*Task set:*
**A.** In the text about listening to the reality on the ground, which organization is credited with enabling the stories of ordinary people to be heard?
**B.** Write the next part of the passage about listening to the reality on the ground, picking up after its last sentence.
+++ Text block
Listen to the reality on the ground

Often counting is a way of avoiding the necessity of actually getting down to talking to people at the bottom.  It is so much simpler to have numbers to play with rather than take on the difficult task of listening to the complexities of real stories.  Organisations like Church Action on Poverty have done an excellent job in enabling the stories of ordinary people to be heard.  I believe churches are excellently placed to engage in this kind of work but too often we only listen to the powerful voices in our congregations rather than those on the margins or outside the holy club.  We also need to be careful about exploiting people's stories -- if people are going to be asked to tell their stories who is going to benefit from it?
++++++
+++ Dataset excerpt
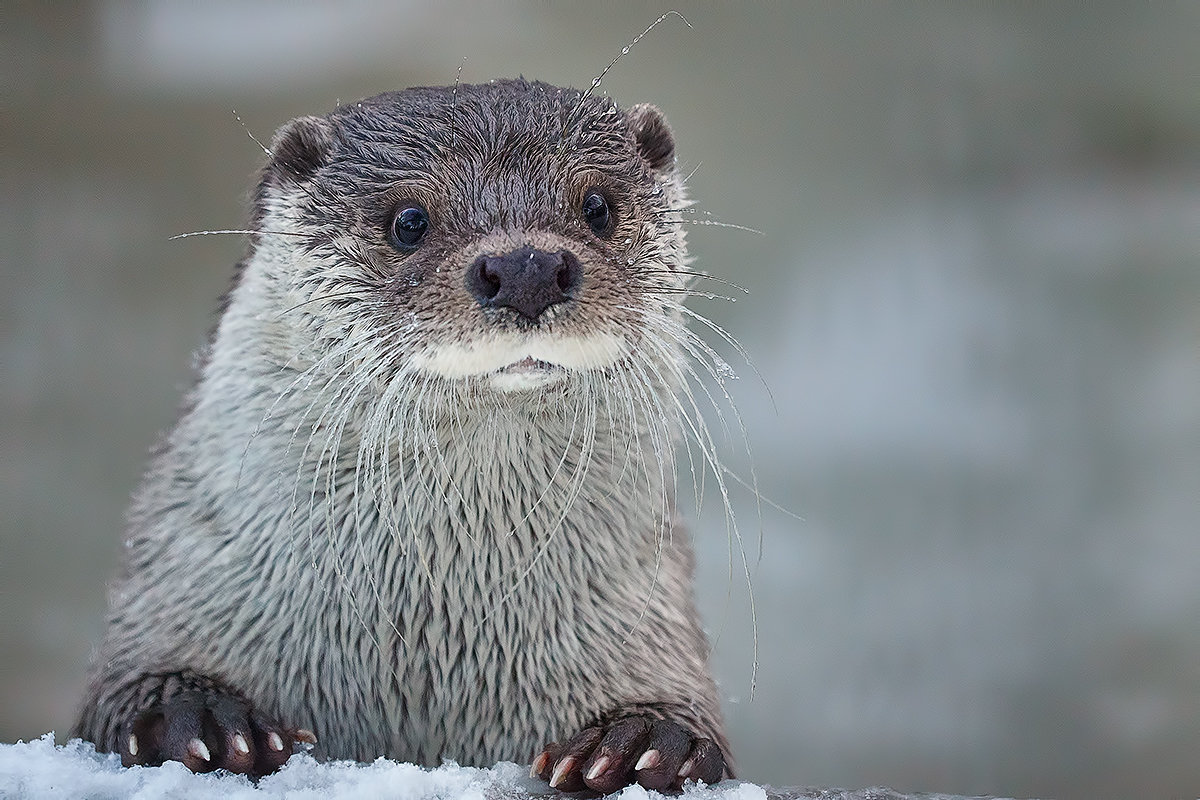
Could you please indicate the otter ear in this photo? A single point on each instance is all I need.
++++++
*Results by task:*
**A.** Church Action on Poverty.

**B.**
Avoid publicity and self-promotion

I love the story of the Desert Father who was visited by a wealthy patron.  He hid in the desert and met the visitor by accident who asked him where the renowned Father was, the monk immediately started insulting the esteemed father saying that he was a fraud and best avoided.  Humility was central to the spirituality of the Desert Fathers, they were terrified of pride and did everything they could to avoid being exalted.  But their influence and reputation only grew, for people recognised their ferocious authenticity.  Perhaps we in the urban wilderness could return to such a spirituality of humility.

Strive to be trustworthy and reliable members of the community

In the midst of the corruption and empire building which we so often experience in urban London there is a desperate need for trustworthy and reliable institutions and community leaders.  There are times when churches are able to play this role -- such as in conducting funerals for victims of gang violence and easing intercommunity tensions.  I believe if we were more committed to biblical truth, that is being trustworthy people in whom the community put its trust, rather than scrabbling at the table of neighbourhood renewal along with everyone else, an important new role for the urban church would emerge.

 



[1] My questions are reinforced by a letter in the Church Times which castigated the English Church Census for its failures in regards to the Orthodox Church in England.  The census obviously has extreme problems in working outside the traditional mainstream (Orthodox count is badly awry Church Times 6 October 2006)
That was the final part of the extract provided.